OBJECTIF DE L'EXERCICE:
Recopiez toutes les lignes ci-dessous sans rien y changer, en laissant les images de côté.

Données enregistrées:
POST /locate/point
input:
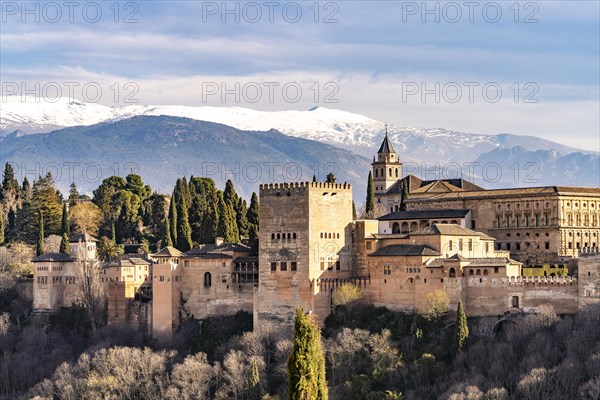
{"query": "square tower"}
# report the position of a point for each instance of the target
(387, 168)
(305, 249)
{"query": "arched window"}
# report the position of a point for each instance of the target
(515, 301)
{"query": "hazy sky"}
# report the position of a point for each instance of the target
(485, 67)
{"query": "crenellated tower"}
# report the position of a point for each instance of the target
(387, 168)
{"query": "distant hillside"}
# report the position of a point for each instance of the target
(162, 148)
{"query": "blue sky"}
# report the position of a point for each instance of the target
(373, 52)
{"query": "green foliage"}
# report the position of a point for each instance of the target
(404, 195)
(64, 224)
(207, 334)
(370, 204)
(306, 364)
(39, 248)
(461, 333)
(71, 321)
(64, 244)
(184, 232)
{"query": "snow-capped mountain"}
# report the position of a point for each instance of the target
(419, 148)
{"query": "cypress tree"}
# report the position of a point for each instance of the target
(1, 226)
(73, 195)
(370, 204)
(255, 389)
(184, 232)
(241, 217)
(252, 213)
(306, 364)
(461, 335)
(65, 247)
(173, 218)
(64, 223)
(113, 232)
(404, 195)
(167, 241)
(39, 250)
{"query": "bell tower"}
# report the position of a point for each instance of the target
(387, 168)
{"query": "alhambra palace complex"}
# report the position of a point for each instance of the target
(455, 236)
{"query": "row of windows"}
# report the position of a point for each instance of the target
(287, 235)
(283, 266)
(517, 246)
(330, 265)
(381, 172)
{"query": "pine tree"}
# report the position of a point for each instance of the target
(73, 195)
(173, 218)
(370, 204)
(461, 335)
(404, 195)
(39, 250)
(252, 213)
(1, 226)
(306, 364)
(167, 241)
(255, 389)
(65, 247)
(64, 223)
(184, 232)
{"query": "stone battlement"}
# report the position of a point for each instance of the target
(300, 185)
(540, 280)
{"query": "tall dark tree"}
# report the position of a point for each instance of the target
(26, 190)
(370, 204)
(184, 232)
(461, 334)
(241, 216)
(39, 248)
(252, 213)
(167, 241)
(404, 195)
(227, 227)
(306, 364)
(64, 244)
(64, 224)
(73, 195)
(1, 226)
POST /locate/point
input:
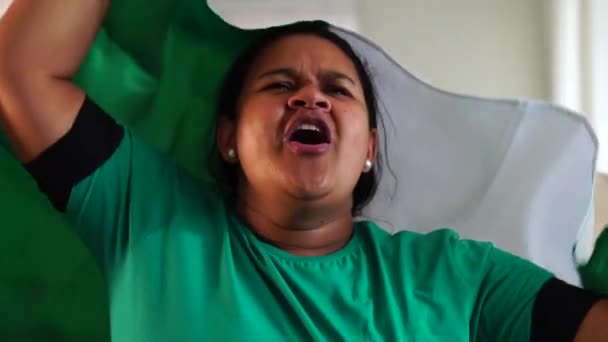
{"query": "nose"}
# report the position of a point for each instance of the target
(309, 97)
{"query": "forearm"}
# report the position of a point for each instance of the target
(42, 44)
(595, 325)
(49, 36)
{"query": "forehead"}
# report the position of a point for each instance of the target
(305, 53)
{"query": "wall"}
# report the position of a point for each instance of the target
(494, 48)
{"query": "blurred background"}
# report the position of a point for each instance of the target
(551, 50)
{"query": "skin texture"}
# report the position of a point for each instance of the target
(42, 43)
(300, 203)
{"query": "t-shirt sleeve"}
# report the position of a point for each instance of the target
(110, 184)
(520, 301)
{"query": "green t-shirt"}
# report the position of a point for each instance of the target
(180, 266)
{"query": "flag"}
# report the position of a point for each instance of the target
(491, 169)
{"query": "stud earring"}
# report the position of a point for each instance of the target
(232, 154)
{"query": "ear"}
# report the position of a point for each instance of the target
(372, 149)
(226, 137)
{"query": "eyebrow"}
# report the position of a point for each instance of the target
(292, 73)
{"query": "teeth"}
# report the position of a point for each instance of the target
(309, 127)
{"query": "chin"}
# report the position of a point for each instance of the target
(309, 191)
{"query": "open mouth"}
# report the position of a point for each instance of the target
(308, 136)
(309, 132)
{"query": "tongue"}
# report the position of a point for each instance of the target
(308, 137)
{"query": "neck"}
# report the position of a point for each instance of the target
(300, 229)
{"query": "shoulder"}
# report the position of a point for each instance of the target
(442, 241)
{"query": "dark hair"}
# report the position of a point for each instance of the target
(233, 84)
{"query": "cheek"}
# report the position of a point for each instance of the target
(257, 126)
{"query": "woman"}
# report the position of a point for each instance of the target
(271, 251)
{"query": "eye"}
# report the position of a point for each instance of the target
(280, 86)
(338, 90)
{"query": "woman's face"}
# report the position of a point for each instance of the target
(302, 126)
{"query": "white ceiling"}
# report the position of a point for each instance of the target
(263, 13)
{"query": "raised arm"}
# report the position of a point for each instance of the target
(42, 44)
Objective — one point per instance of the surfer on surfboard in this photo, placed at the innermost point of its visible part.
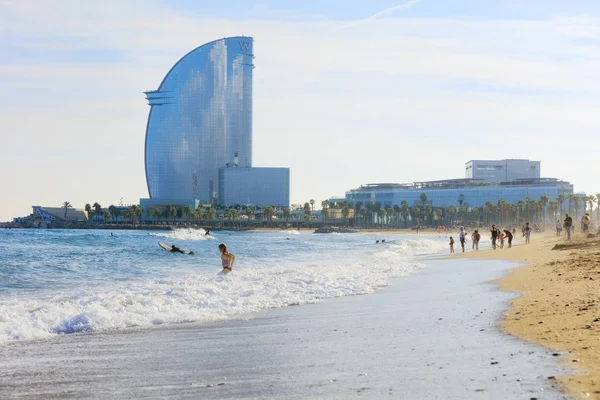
(227, 259)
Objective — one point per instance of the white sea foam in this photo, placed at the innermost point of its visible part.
(202, 298)
(185, 234)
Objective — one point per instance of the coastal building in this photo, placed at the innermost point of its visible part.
(490, 185)
(53, 215)
(200, 123)
(510, 170)
(256, 186)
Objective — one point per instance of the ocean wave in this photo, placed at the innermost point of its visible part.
(205, 297)
(185, 234)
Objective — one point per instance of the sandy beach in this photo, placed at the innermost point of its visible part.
(431, 335)
(560, 303)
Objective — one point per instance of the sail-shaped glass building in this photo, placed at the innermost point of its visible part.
(200, 120)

SOLUTION RÉDIGÉE:
POST /locate/point
input:
{"query": "square tower"}
# report the position of a point for each instance of the target
(387, 168)
(305, 249)
{"query": "arched window"}
# report the position of a point for each instance of the target
(515, 301)
{"query": "hazy sky"}
# report the position of a point for each instance of the target
(485, 67)
{"query": "crenellated tower"}
# report the position of a point for each instance of the target
(387, 168)
{"query": "distant hillside"}
# report the position of a point for each instance of the target
(162, 148)
{"query": "blue sky"}
# report the position of a point for each instance of the target
(373, 52)
{"query": "green foliage"}
# report the position of a point for each instance of the target
(404, 195)
(64, 224)
(207, 334)
(370, 204)
(306, 364)
(39, 248)
(461, 333)
(71, 321)
(64, 244)
(184, 232)
{"query": "snow-capped mountain"}
# report the position of a point for each instance of the target
(419, 148)
{"query": "cypress tree"}
# report the position of a point for each instance of the target
(1, 226)
(73, 195)
(370, 204)
(255, 389)
(184, 232)
(241, 217)
(252, 213)
(306, 364)
(461, 335)
(65, 247)
(173, 218)
(64, 223)
(113, 232)
(404, 195)
(167, 241)
(39, 250)
{"query": "bell tower"}
# report the position of a point for each instance of the target
(387, 168)
{"query": "alhambra palace complex"}
# report the position of a point for each instance of the target
(455, 236)
{"query": "row of windows"}
# report the position of a point for each instance of the target
(287, 235)
(283, 266)
(517, 246)
(330, 265)
(381, 172)
{"query": "pine tree"}
# report the position of a point for each instance of the target
(73, 195)
(173, 218)
(370, 204)
(461, 335)
(404, 195)
(39, 250)
(252, 213)
(1, 226)
(306, 364)
(167, 241)
(255, 389)
(65, 247)
(64, 223)
(184, 232)
{"query": "stone battlement"}
# report the position of a point for each instance of the target
(300, 185)
(540, 280)
{"query": "tall dark tree"}
# report the position of a point for each instance of the target
(26, 190)
(370, 204)
(184, 232)
(461, 334)
(241, 216)
(39, 248)
(252, 213)
(167, 241)
(404, 195)
(227, 227)
(306, 364)
(64, 244)
(64, 224)
(73, 195)
(1, 226)
POST /locate/point
input:
{"query": "nose"}
# report the position of a point for each instance of the target
(309, 97)
{"query": "forearm"}
# report the position of a point for each instance of the target
(42, 44)
(595, 325)
(49, 36)
{"query": "forehead"}
# report the position of a point for each instance of the target
(305, 53)
{"query": "wall"}
# report the position of a point for each instance of the target
(494, 48)
{"query": "blurred background"}
# report the position of a point for each instance of the target
(551, 50)
{"query": "skin texture"}
# report the position of a point for each instance of the target
(42, 43)
(300, 203)
{"query": "t-shirt sleeve"}
# report the position of a point for each instance of the target
(110, 184)
(520, 301)
{"query": "green t-shirt"}
# report the position of a point for each instance of the target
(180, 266)
{"query": "flag"}
# report the position of a point for each instance of the target
(491, 169)
{"query": "stud earring"}
# report the position of a point for each instance of the target
(232, 154)
{"query": "ear"}
# report the position of a point for each instance of the target
(372, 149)
(226, 137)
{"query": "eyebrow"}
# report the position of a point for each instance of the target
(292, 73)
{"query": "teeth"}
# report the position of a point for each instance of the target
(309, 127)
{"query": "chin"}
# report the position of a point for each instance of the target
(309, 191)
{"query": "open mouth"}
# report the position of a point for each instance of the target
(308, 136)
(309, 132)
{"query": "tongue"}
# report the position of a point for each instance of the target
(308, 137)
{"query": "neck"}
# report the position of a point for each instance of the target
(300, 229)
{"query": "shoulder"}
# report the position of a point for each instance of the target
(442, 241)
{"query": "dark hair"}
# report the position of a point for each instance of the target
(233, 84)
{"query": "cheek"}
# report the position of a point for each instance of the target
(257, 126)
{"query": "woman"}
# report the position of a point for each instance of the target
(271, 251)
{"query": "eye"}
# report the position of a point for each instance of the target
(280, 86)
(338, 90)
{"query": "woman's face"}
# report the position of a point for each instance of the target
(302, 126)
{"query": "white ceiling"}
# report the position of a point for each instance of the target
(263, 13)
{"query": "raised arm"}
# report the position of a point for each instance of the target
(42, 44)
Objective — one point per instance of the surfer on surfboard in this photo, placed at the innermost point of its visible part.
(227, 259)
Objective — one point per instance of the white sea foam in this photo, placed at the innermost point of its visible part.
(202, 298)
(185, 234)
Objective — one point per instance of the coastal building in this photo, placed at the innermost point of its visible part.
(490, 185)
(53, 215)
(200, 123)
(510, 170)
(256, 186)
Objective — one point per instance of the ocean wave in this photo, placed at the innermost point of its visible part.
(205, 297)
(185, 234)
Objective — one point per instance of the sandy beach in this photo, placed at the innermost point of its visible part.
(431, 335)
(560, 303)
Objective — one point per instance of the sail-shaped glass building in this photo, placed at the innermost point of its visible part.
(200, 120)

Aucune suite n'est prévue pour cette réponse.